# Assigned task:
Copy the data below in full, exactly as it appears.

Provided records Block Start

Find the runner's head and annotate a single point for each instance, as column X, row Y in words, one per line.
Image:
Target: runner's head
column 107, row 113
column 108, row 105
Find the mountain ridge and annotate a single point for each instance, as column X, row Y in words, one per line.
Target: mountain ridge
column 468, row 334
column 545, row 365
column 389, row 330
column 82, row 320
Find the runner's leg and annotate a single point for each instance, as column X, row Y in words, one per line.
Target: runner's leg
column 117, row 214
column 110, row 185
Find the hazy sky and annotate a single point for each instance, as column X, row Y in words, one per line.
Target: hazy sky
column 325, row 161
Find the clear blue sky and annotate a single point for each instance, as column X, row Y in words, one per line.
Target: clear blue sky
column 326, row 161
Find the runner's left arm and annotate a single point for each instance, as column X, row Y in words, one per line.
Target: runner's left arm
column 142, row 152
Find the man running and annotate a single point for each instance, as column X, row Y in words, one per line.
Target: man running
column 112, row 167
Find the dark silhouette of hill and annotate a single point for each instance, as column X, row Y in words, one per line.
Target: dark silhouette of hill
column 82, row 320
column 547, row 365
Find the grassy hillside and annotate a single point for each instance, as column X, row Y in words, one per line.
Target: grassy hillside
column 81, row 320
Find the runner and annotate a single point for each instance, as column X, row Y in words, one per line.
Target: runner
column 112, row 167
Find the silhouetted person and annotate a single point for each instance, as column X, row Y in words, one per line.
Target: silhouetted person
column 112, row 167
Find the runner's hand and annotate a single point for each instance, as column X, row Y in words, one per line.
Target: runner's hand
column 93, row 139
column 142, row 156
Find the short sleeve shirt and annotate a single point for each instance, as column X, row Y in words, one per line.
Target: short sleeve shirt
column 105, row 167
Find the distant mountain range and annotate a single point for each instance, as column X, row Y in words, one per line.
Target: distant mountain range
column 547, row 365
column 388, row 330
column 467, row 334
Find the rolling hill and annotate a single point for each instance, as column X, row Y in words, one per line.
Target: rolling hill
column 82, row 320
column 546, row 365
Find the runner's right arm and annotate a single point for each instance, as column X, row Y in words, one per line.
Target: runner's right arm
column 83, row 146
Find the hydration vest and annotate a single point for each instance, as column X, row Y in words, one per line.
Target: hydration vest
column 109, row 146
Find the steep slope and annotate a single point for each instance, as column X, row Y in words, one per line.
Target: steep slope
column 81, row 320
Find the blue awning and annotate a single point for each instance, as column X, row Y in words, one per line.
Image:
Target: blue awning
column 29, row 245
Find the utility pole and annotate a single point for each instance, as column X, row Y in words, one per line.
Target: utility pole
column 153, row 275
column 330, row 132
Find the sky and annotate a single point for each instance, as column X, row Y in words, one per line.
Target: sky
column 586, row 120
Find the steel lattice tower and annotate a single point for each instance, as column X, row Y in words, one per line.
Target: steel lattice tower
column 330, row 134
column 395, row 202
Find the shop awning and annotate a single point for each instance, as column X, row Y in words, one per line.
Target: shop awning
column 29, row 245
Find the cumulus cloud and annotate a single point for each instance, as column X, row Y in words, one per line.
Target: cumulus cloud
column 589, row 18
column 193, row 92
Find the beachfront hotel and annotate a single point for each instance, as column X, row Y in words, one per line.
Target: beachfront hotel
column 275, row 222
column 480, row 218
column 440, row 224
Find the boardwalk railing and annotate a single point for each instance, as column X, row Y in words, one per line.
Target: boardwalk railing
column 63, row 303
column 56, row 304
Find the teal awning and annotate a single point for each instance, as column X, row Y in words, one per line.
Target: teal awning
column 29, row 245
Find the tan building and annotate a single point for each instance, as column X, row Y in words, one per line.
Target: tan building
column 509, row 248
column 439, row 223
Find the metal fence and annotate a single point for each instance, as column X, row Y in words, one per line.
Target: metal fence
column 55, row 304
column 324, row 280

Provided records Block End

# Result below:
Find the runner's head and annotate a single point for each instance, as column X, row Y in words, one per line.
Image:
Target: runner's head
column 107, row 113
column 108, row 105
Find the mountain ridge and annotate a single point for each instance, as column X, row Y in words, one per line.
Target: mountain ridge
column 468, row 334
column 545, row 365
column 389, row 330
column 82, row 320
Find the runner's leg and annotate a single point for each instance, as column X, row Y in words, one per line.
Target: runner's leg
column 117, row 214
column 110, row 185
Find the hazy sky and annotate a single point for each instance, as column X, row Y in words, one per line.
Target: hazy sky
column 325, row 161
Find the clear blue sky and annotate a single point for each instance, as column X, row Y in words, one per line.
Target: clear blue sky
column 326, row 161
Find the runner's left arm and annotate a single point for each instance, as column X, row Y in words, one per line.
Target: runner's left arm
column 142, row 152
Find the man running and annotate a single point for each instance, as column X, row Y in words, one per line.
Target: man running
column 112, row 167
Find the dark silhouette of hill and annotate a single point for each instance, as column X, row Y in words, one per line.
Target: dark silhouette of hill
column 82, row 320
column 547, row 365
Find the grassy hillside and annotate a single point for each instance, as column X, row Y in words, one per line.
Target: grassy hillside
column 81, row 320
Find the runner and annotate a single point for each instance, as column X, row Y in words, one per line.
Target: runner
column 112, row 167
Find the silhouetted person and annotate a single point for each instance, as column X, row Y in words, one per line.
Target: silhouetted person
column 112, row 167
Find the runner's hand and annotate a single point for each instance, as column X, row Y in words, one per line.
Target: runner's hand
column 93, row 139
column 142, row 156
Find the short sleeve shirt and annotate a single point for each instance, as column X, row Y in words, one per line.
Target: short sleeve shirt
column 105, row 167
Find the distant mountain range and annotate a single point for each instance, as column X, row Y in words, one per line.
Target: distant mountain range
column 547, row 365
column 388, row 330
column 467, row 334
Find the rolling hill and annotate a single point for each instance, as column X, row Y in words, one per line.
Target: rolling hill
column 82, row 320
column 546, row 365
Find the runner's right arm and annotate a single point for each instance, as column X, row Y in words, one per line.
Target: runner's right arm
column 83, row 146
Find the hydration vest and annotate a single point for each instance, as column X, row Y in words, one per line.
Target: hydration vest
column 109, row 146
Find the steep slope and annotate a single point for each instance, as column X, row Y in words, one per line.
Target: steep slope
column 81, row 320
Find the blue awning and annotate a single point for each instance, as column X, row Y in words, one per line.
Image:
Target: blue awning
column 29, row 245
Find the utility pole and annotate a single point for each instance, as column X, row Y in words, one per line.
Target: utility pole
column 153, row 275
column 330, row 132
Find the sky and annotate a single point for each instance, as column X, row Y in words, one per line.
Target: sky
column 586, row 120
Find the steel lattice tower and annotate a single point for each instance, as column X, row Y in words, one per line.
Target: steel lattice tower
column 330, row 134
column 395, row 202
Find the shop awning and annotate a single point for each instance, as column X, row Y in words, one per line.
Target: shop awning
column 29, row 245
Find the cumulus cloud and annotate a single point for each instance, as column X, row Y in words, one per line.
Target: cumulus cloud
column 589, row 18
column 193, row 92
Find the beachfront hotel and annotate a single point for each instance, as column X, row Y in words, one per line.
Target: beachfront hotel
column 275, row 222
column 480, row 218
column 440, row 224
Find the boardwalk railing and annotate a single point for each instance, as column X, row Y in words, one per line.
Target: boardwalk railing
column 63, row 303
column 56, row 304
Find the teal awning and annotate a single point for each instance, as column X, row Y in words, one per line.
Target: teal awning
column 29, row 245
Find the tan building and annotate a single point for each instance, as column X, row Y in words, one per line.
Target: tan building
column 509, row 248
column 439, row 223
Find the metal fence and annotate a single point for each instance, as column X, row Y in words, one per line.
Target: metal fence
column 55, row 304
column 324, row 280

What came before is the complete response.